### Problem description
Restate the entries below word for word, omitting nothing.

### Provided data
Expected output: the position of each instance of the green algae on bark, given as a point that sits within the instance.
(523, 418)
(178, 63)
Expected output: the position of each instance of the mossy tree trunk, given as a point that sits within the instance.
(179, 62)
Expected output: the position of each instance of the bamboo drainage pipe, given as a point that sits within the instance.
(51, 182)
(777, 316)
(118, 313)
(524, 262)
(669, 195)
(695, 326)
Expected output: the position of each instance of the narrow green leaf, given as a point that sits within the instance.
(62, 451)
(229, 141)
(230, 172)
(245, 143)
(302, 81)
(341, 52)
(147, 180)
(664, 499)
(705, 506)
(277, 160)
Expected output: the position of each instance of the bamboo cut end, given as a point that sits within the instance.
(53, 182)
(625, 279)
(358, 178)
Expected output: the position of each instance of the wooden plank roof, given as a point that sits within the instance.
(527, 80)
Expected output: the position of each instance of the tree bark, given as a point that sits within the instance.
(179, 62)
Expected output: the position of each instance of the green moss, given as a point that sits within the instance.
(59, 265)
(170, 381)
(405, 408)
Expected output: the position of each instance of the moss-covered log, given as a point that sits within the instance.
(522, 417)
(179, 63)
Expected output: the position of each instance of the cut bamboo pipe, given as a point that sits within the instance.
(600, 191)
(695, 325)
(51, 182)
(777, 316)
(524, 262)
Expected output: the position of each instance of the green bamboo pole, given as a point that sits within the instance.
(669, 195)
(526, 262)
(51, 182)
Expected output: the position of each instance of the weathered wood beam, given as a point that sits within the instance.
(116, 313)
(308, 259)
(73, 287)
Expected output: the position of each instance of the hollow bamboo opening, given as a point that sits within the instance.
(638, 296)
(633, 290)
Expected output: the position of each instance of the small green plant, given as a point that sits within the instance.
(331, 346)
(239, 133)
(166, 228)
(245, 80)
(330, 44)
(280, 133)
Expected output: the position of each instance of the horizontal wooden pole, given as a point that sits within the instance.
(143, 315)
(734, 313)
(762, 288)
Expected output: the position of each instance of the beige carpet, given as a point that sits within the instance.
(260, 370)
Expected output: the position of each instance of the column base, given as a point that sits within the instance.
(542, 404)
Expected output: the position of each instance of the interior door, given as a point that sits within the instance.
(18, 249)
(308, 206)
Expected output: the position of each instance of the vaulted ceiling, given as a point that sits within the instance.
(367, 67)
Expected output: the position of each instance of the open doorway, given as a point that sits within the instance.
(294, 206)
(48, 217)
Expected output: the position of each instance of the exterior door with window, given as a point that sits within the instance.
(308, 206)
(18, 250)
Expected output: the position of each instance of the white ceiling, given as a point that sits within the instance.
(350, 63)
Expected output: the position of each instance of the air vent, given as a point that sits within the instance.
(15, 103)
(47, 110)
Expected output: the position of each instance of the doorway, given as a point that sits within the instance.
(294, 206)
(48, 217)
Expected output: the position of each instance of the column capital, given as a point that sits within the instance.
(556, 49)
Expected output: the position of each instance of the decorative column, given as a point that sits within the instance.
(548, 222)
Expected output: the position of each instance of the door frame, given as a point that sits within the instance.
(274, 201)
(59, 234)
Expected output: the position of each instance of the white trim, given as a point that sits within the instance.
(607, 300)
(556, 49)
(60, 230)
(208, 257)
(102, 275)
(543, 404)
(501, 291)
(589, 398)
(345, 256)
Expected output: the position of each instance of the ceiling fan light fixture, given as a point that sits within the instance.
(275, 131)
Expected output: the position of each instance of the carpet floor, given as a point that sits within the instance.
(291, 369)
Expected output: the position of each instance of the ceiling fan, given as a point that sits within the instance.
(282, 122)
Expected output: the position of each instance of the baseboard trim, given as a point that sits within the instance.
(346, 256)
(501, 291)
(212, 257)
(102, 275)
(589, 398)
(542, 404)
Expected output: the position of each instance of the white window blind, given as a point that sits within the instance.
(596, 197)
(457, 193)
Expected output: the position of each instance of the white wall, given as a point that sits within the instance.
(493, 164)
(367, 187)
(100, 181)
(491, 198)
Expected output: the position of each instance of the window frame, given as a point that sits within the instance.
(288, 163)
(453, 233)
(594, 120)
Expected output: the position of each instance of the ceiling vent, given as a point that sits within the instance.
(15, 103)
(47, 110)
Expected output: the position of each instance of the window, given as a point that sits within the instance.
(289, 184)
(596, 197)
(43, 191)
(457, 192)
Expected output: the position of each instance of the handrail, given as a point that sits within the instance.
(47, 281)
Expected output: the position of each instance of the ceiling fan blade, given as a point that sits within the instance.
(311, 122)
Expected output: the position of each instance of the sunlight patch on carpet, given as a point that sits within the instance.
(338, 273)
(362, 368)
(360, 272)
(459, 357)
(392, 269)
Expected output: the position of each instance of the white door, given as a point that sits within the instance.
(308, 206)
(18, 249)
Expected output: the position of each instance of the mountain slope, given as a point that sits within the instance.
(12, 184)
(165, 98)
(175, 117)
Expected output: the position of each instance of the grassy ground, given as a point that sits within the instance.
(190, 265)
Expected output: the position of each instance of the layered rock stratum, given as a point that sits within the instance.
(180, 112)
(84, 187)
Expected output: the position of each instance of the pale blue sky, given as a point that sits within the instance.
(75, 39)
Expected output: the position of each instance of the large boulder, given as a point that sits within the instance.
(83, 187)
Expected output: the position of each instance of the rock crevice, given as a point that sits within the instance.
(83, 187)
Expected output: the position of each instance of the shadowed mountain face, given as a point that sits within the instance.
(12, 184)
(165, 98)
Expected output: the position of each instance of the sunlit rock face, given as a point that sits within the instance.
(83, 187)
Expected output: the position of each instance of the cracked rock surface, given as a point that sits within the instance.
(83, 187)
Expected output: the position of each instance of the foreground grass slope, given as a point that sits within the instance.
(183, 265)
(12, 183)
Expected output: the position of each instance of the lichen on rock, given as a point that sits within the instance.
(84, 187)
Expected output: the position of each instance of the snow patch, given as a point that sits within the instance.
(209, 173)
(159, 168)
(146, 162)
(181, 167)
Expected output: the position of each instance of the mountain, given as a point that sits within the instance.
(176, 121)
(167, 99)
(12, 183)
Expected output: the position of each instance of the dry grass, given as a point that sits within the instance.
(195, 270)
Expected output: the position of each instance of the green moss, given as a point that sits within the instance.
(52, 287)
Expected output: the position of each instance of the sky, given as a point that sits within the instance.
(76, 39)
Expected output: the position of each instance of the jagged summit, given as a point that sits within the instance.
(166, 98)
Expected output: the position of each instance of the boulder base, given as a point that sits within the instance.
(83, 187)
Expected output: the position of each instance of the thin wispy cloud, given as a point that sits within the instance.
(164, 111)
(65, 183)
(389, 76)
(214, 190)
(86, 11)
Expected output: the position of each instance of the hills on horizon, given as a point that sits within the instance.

### Full output
Expected output: the position of each instance of the green algae on bark, given as a point that sits within the instance.
(523, 418)
(178, 63)
Expected output: the position of each instance of the mossy tree trunk, given as a point that sits within the instance.
(179, 62)
Expected output: the position of each instance of the bamboo drainage pipe, given as a point that sits within the instance.
(51, 182)
(777, 316)
(118, 313)
(524, 262)
(669, 195)
(695, 326)
Expected output: the position of each instance of the narrow green leaf, given as a point that sits within the instance.
(62, 451)
(229, 141)
(230, 172)
(245, 143)
(302, 81)
(341, 52)
(147, 180)
(664, 499)
(705, 506)
(277, 160)
Expected output: the position of each instance of the bamboo cut end, given as a point that sits within the instance.
(53, 182)
(625, 279)
(358, 178)
Expected output: the position of each instance of the wooden plank roof, given as a point that sits within the instance.
(527, 80)
Expected output: the position of each instance of the tree bark, given as a point that sits within the instance.
(179, 62)
Expected output: the position of each instance of the green moss, given as a point that sits within the instance.
(59, 265)
(170, 381)
(405, 408)
Expected output: the position of each instance of the moss-covered log, given as a point that sits within the instance.
(522, 417)
(179, 63)
Expected output: the position of each instance of the cut bamboo pipe, given as a point that sits within the instance.
(600, 191)
(695, 325)
(51, 182)
(777, 316)
(524, 262)
Expected output: the position of each instance of the green bamboo pole, given as a point that sits within the instance.
(669, 195)
(526, 262)
(51, 182)
Expected output: the position of each instance of the weathered wood beam, given as a point that sits within the instance.
(116, 313)
(308, 259)
(73, 287)
Expected output: the position of each instance of the hollow bamboo opening, given as a point that sits within the instance.
(638, 296)
(633, 290)
Expected output: the position of each instance of the small green plant, given as a point that sits within the instance.
(331, 346)
(239, 133)
(166, 228)
(245, 80)
(330, 44)
(280, 133)
Expected output: the position of each instance of the horizontal wooden pole, given as a point that sits within the instance.
(143, 315)
(734, 313)
(762, 288)
Expected output: the position of each instance of the beige carpet, given as a point that sits within the instance.
(260, 370)
Expected output: the position of each instance of the column base, given as a point that sits within the instance.
(542, 404)
Expected output: the position of each instance of the interior door, given as a point that sits within the instance.
(18, 249)
(308, 206)
Expected output: the position of each instance of the vaulted ceiling, given as a point that sits within the instance.
(367, 67)
Expected output: the position of each instance of the open doorway, given as a point that sits within the instance.
(294, 206)
(48, 217)
Expected output: the position of each instance of the exterior door with window, given as a point that sits within the instance.
(308, 206)
(18, 250)
Expected output: the position of each instance of the white ceiling, given as a point that sits within the instance.
(350, 63)
Expected output: the position of each instance of the air vent, given as a point that sits within the instance.
(15, 103)
(47, 110)
Expected output: the position of each instance of the doorway, given as a point that sits within the instance.
(294, 206)
(48, 217)
Expected output: the position of each instance of the column capital, given as a point that sits within the instance.
(556, 49)
Expected output: the position of each instance of the decorative column, given as a point that sits within the instance.
(548, 222)
Expected output: the position of each instance of the door frame, given as a point that sits within the instance.
(274, 201)
(59, 234)
Expected output: the position of each instance of the white trim, given as a point that sits within the instance.
(607, 300)
(556, 49)
(60, 230)
(208, 257)
(102, 275)
(543, 404)
(501, 291)
(589, 398)
(345, 256)
Expected output: the position of each instance of the ceiling fan light fixture, given as a point that sits within the instance.
(275, 131)
Expected output: the position of each instance of the carpet floor, given as a point that sits within the instance.
(291, 369)
Expected output: the position of each instance of the ceiling fan, given as a point that sits within the instance.
(282, 122)
Expected output: the position of each instance of the baseboard trim, given as a point that sits within the instance.
(346, 256)
(501, 291)
(212, 257)
(102, 275)
(589, 398)
(542, 404)
Expected output: the position of each instance of the white window blind, given as a point that sits within the instance.
(596, 197)
(457, 193)
Expected output: the position of each instance of the white wall, given as a point that sits within the instance.
(493, 164)
(367, 187)
(100, 181)
(491, 198)
Expected output: the position of each instance of the window frame, given as a point that sits within the instance.
(288, 163)
(453, 233)
(594, 120)
Expected output: the position of each instance of the ceiling vent, given as a point that sits within the instance.
(15, 103)
(47, 110)
Expected output: the position of each instance of the window, given as a point that sits within the instance.
(289, 184)
(596, 197)
(43, 191)
(457, 192)
Expected output: the position of each instance of the handrail, given as a point that sits within the instance.
(47, 281)
Expected output: the position of each instance of the ceiling fan blade, given as a point that sits within the instance.
(311, 122)
Expected output: the position of each instance of the sunlight patch on carpet, given as a point that sits within the instance.
(338, 273)
(362, 368)
(360, 272)
(459, 357)
(392, 269)
Expected output: the position of each instance of the white door, given as a point that sits within the instance.
(308, 206)
(18, 249)
Expected output: the position of each instance of the mountain slope, given as a point that sits within the instance.
(12, 184)
(165, 98)
(175, 117)
Expected output: the position of each instance of the grassy ground, given as a point that sits within the instance.
(190, 265)
Expected output: the position of each instance of the layered rock stratum, given as a point that sits within the instance.
(180, 112)
(84, 187)
Expected output: the position of each instance of the pale blue sky, given as a point that sits within the instance.
(75, 39)
Expected output: the position of each instance of the large boulder, given as a point that sits within the instance.
(83, 187)
Expected output: the position of each instance of the rock crevice, given as a point that sits within the instance.
(83, 187)
Expected output: the position of each instance of the shadowed mountain face, given as a point that sits within the instance.
(12, 184)
(165, 98)
Expected output: the position of each instance of the sunlit rock face, given as a point that sits within the instance.
(83, 187)
Expected output: the position of each instance of the cracked rock surface, given as a point that sits within the instance.
(83, 187)
Expected output: the position of each instance of the foreground grass slope, given as a point that sits within the instance.
(183, 265)
(12, 183)
Expected output: the position of each instance of the lichen on rock, given as a point that sits within the instance.
(84, 187)
Expected output: the position of each instance of the snow patch, given as a point that sits within the instance.
(209, 173)
(159, 168)
(146, 162)
(181, 167)
Expected output: the position of each instance of the mountain, given as a point that sits within the instance.
(176, 121)
(167, 99)
(12, 183)
Expected output: the position of each instance of the dry grass, given as a point that sits within the instance.
(195, 270)
Expected output: the position of each instance of the green moss, given as a point that sits within the instance.
(52, 287)
Expected output: the position of each instance of the sky, given as a point that sits within the instance.
(76, 39)
Expected output: the position of each instance of the jagged summit, given as a point that sits within the instance.
(166, 98)
Expected output: the position of each instance of the boulder base, given as a point that sits within the instance.
(83, 187)
Expected output: the position of each instance of the thin wispy cloud, given as a point that sits within the instance.
(164, 111)
(65, 183)
(389, 76)
(214, 190)
(86, 11)
Expected output: the position of each instance of the hills on horizon, given as a point that sits within the instance.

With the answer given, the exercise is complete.